» Task to complete:
Swap "light blue ribbon" for "sky blue ribbon" throughout the items below and give them again with nothing else altered. Omit the pictures.
---------------
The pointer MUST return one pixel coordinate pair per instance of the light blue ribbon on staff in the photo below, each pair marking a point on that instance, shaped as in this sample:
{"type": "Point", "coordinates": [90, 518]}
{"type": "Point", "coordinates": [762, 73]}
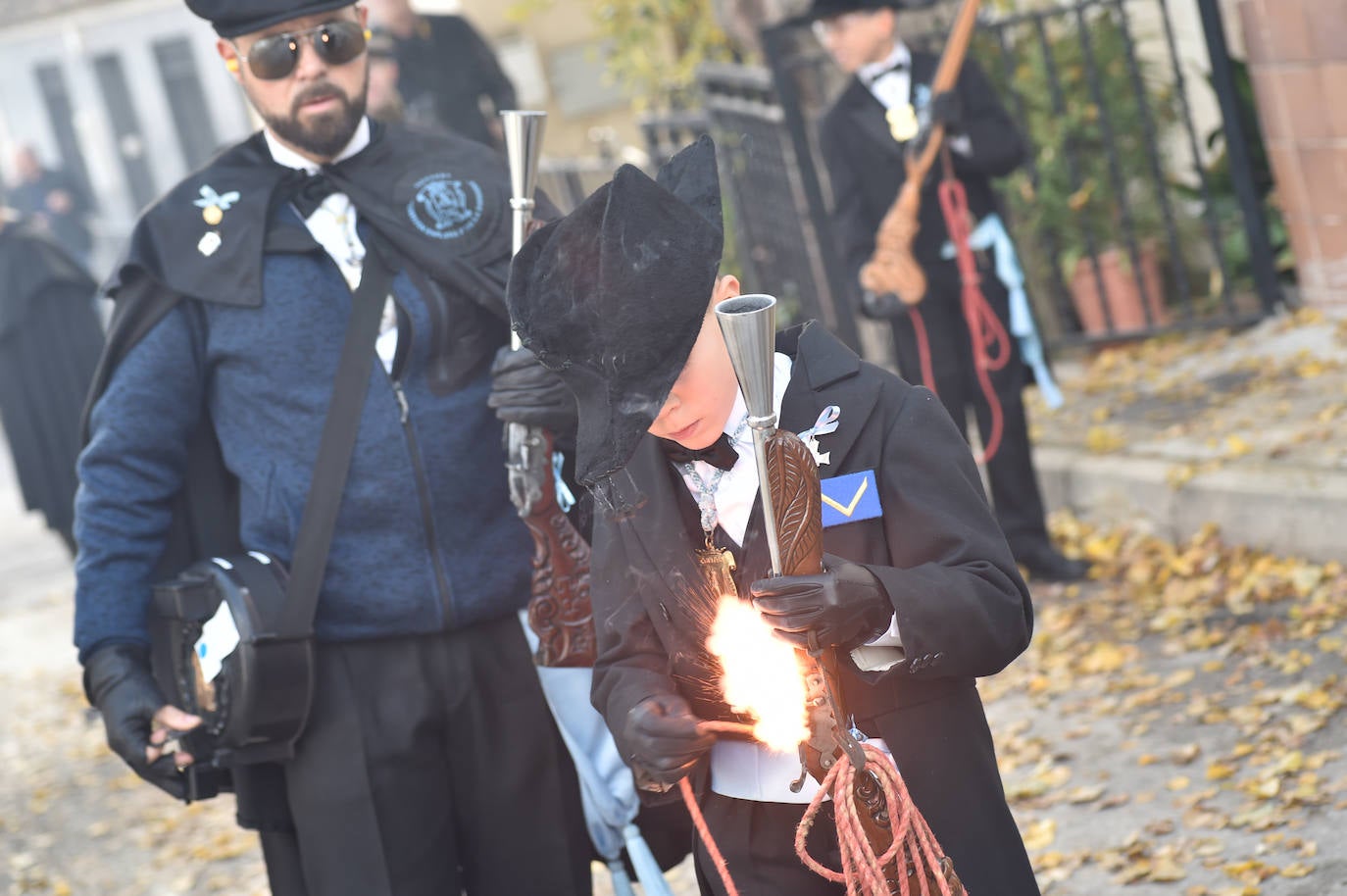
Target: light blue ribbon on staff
{"type": "Point", "coordinates": [990, 233]}
{"type": "Point", "coordinates": [608, 790]}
---------------
» Response to the exercise:
The pointer MUST return one pixel coordinate pair per instance of the sky blue ribbon on staff in the photo below, each pair marking a point on that instance, shaped as in this sample:
{"type": "Point", "coordinates": [90, 518]}
{"type": "Point", "coordinates": [762, 73]}
Target: sky blue ribbon on staff
{"type": "Point", "coordinates": [990, 233]}
{"type": "Point", "coordinates": [608, 790]}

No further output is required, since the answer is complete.